Цель: Перепишите слово в слово строки, начиная с самой первой строки данных и заканчивая строкой, в которой стоит «column 438, row 568», включая обе крайние.

Данные задания:
++++++++++++++++++++
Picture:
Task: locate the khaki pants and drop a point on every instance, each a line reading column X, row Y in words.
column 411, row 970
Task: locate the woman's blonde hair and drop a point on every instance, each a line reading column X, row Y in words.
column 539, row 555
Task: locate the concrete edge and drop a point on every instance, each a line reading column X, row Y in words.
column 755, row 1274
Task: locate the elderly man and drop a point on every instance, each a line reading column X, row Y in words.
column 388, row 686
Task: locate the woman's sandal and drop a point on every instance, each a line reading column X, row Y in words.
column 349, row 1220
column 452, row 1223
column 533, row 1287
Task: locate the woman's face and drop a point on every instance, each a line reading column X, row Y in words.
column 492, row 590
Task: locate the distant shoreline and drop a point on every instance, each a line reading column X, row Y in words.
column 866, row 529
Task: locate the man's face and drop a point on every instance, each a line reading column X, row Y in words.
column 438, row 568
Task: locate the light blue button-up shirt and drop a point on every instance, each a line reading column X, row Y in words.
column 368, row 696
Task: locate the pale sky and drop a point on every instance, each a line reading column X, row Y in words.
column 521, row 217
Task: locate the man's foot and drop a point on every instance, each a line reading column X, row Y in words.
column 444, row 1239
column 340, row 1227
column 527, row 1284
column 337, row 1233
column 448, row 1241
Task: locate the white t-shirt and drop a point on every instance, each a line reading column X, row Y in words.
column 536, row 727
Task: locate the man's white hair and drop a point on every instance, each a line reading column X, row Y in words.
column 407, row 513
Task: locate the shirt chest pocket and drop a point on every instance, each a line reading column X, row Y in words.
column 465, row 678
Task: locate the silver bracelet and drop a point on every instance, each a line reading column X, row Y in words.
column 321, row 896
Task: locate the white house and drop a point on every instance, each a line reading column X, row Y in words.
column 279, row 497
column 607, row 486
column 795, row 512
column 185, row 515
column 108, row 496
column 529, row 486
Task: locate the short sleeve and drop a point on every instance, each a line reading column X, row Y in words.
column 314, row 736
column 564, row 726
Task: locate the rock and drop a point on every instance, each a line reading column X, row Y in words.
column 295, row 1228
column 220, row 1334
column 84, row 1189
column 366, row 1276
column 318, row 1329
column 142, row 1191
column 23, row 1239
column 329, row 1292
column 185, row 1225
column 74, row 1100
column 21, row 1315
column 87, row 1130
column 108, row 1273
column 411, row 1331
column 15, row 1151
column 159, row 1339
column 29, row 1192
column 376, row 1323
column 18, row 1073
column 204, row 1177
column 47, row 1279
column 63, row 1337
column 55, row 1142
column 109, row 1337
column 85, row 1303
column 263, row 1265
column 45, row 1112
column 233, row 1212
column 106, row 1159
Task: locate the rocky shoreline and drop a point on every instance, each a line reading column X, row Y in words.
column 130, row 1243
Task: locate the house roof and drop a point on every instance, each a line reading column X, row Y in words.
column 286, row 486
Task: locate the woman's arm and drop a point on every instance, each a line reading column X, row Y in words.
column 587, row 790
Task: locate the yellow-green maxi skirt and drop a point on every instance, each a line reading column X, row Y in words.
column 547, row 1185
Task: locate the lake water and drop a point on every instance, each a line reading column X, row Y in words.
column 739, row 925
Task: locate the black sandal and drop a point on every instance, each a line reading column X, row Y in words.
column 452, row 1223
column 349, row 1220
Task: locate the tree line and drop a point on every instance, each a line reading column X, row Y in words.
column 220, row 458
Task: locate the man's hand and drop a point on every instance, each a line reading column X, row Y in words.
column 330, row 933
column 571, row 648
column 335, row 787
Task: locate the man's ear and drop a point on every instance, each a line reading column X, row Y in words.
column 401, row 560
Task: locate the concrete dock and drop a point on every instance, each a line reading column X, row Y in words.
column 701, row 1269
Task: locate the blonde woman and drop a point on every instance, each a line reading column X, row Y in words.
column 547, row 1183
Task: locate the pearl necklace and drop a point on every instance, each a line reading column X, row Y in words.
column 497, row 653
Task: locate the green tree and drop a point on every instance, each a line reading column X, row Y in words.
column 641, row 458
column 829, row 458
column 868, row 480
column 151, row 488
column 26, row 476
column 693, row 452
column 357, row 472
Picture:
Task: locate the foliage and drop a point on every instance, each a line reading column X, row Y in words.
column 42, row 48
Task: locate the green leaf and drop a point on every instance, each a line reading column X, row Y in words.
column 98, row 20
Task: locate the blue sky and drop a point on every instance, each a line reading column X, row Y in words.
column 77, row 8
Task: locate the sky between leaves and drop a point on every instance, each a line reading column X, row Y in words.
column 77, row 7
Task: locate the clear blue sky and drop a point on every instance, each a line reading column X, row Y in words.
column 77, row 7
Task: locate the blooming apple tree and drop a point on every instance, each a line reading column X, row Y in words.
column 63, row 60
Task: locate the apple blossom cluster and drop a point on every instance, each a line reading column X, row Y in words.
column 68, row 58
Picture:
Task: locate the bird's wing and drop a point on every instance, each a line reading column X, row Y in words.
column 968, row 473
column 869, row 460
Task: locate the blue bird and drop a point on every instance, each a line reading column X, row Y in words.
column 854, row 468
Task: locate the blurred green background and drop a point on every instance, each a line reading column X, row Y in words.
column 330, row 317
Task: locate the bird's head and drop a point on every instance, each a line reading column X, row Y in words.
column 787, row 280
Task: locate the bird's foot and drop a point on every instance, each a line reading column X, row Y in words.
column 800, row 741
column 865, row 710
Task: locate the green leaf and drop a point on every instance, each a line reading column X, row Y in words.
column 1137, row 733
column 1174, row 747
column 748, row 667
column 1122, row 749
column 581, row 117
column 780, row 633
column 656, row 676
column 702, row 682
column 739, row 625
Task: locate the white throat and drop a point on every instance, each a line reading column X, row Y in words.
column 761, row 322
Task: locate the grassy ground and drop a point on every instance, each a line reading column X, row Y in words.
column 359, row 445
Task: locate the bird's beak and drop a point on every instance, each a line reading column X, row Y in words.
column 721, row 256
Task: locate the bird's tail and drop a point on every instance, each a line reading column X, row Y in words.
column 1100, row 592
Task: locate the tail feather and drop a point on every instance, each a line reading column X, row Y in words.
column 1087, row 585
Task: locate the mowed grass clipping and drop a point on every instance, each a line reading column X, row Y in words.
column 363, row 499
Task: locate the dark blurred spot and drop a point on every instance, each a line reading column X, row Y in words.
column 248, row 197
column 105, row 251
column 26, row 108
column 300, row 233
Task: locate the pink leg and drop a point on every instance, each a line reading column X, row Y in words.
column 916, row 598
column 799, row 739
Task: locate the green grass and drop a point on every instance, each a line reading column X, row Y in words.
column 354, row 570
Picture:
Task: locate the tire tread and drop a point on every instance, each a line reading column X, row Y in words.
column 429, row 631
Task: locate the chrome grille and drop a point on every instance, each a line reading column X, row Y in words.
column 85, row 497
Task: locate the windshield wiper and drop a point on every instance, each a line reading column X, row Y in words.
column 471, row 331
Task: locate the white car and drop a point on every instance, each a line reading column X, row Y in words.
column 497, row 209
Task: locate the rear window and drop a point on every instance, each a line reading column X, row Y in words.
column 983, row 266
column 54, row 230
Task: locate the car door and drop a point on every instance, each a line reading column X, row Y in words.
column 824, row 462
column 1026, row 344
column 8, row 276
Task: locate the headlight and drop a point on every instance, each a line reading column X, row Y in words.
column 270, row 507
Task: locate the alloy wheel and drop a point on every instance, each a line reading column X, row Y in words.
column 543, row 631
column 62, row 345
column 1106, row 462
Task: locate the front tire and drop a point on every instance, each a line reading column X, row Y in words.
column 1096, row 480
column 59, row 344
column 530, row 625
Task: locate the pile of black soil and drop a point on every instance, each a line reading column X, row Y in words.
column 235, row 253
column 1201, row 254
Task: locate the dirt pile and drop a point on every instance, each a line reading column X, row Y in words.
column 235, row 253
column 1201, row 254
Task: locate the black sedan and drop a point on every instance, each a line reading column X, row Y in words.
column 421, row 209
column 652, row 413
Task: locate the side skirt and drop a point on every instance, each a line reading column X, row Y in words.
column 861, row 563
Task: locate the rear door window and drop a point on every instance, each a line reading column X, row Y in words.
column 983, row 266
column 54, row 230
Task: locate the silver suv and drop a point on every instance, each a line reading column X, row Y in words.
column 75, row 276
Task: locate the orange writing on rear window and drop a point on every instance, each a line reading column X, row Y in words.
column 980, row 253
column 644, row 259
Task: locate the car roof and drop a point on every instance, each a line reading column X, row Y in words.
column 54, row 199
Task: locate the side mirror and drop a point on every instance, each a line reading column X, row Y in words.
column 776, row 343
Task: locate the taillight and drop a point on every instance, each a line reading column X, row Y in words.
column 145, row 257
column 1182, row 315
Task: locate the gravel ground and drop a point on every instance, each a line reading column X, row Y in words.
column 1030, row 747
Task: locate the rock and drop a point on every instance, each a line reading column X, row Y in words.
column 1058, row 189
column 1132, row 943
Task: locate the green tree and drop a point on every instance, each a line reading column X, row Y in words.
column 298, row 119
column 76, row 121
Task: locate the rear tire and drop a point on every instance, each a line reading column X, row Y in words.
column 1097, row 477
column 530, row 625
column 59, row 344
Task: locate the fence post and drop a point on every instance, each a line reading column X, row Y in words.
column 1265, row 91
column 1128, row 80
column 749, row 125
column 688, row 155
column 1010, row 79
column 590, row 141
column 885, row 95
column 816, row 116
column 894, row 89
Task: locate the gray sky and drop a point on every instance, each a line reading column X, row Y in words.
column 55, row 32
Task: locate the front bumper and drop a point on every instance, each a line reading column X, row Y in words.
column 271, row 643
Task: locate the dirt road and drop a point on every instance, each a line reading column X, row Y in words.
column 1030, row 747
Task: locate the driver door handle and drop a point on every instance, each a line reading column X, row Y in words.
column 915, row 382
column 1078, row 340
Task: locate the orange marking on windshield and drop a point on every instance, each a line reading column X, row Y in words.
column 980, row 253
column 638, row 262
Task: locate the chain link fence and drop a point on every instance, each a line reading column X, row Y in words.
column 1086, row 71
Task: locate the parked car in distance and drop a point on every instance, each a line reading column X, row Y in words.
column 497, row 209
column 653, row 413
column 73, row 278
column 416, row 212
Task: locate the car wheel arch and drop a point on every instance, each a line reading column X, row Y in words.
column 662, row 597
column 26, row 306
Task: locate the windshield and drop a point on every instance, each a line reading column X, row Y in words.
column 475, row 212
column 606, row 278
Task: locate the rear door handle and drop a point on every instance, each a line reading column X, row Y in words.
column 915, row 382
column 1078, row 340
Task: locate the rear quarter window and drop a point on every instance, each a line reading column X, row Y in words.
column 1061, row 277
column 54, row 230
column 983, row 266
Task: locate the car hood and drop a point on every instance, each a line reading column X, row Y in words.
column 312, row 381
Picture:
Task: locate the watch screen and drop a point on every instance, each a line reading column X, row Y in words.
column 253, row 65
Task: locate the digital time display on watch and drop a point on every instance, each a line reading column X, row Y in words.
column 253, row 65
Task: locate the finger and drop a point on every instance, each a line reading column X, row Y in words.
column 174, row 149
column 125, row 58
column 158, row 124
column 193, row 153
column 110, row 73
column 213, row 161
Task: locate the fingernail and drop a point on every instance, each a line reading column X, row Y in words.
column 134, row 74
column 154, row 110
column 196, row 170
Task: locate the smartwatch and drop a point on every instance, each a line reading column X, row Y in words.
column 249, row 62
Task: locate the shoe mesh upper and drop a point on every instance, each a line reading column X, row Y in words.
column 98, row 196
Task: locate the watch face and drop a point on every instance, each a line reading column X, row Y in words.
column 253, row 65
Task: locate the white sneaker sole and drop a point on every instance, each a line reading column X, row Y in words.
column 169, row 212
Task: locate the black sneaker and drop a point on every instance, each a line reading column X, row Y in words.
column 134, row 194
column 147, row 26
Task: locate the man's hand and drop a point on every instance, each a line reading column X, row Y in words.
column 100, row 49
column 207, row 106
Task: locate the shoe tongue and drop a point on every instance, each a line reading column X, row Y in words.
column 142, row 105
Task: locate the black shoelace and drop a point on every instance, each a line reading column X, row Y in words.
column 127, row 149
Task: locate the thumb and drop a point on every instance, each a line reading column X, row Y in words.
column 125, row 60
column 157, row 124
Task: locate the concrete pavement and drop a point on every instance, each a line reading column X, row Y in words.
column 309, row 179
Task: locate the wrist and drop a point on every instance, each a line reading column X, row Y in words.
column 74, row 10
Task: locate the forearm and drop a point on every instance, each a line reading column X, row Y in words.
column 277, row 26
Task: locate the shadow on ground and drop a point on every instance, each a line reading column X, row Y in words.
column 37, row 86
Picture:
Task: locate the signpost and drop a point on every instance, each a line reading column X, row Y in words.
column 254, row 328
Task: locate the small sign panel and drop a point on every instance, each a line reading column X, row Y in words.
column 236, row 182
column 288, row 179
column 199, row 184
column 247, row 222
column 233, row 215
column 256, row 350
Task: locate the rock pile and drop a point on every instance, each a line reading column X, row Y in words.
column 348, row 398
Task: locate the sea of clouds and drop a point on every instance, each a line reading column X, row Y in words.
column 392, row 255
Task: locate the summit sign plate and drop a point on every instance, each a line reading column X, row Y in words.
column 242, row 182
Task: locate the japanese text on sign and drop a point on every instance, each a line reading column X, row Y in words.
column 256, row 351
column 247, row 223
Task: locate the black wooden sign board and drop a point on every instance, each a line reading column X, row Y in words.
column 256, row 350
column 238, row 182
++++++++++++++++++++
Результат ниже:
Picture:
Task: locate the khaki pants and drop a point on every instance, each a line reading column X, row Y in words.
column 411, row 970
Task: locate the woman's blonde hair and drop a point on every instance, each a line reading column X, row Y in words.
column 539, row 555
Task: locate the concrete edge and drop a point on every instance, each a line reading column X, row Y in words.
column 755, row 1274
Task: locate the elderly man and drop a point on every instance, each a line reading column X, row Y in words.
column 388, row 686
Task: locate the woman's sandal and drop a point on every instance, each a line reading column X, row Y in words.
column 349, row 1220
column 452, row 1223
column 533, row 1287
Task: locate the woman's face and drop a point on every instance, each a line reading column X, row Y in words.
column 492, row 590
Task: locate the distant shoreline and drop a point on every instance, each a line reading column X, row Y in words.
column 866, row 529
Task: locate the man's face and drop a point on every instance, each a line reading column X, row Y in words.
column 438, row 568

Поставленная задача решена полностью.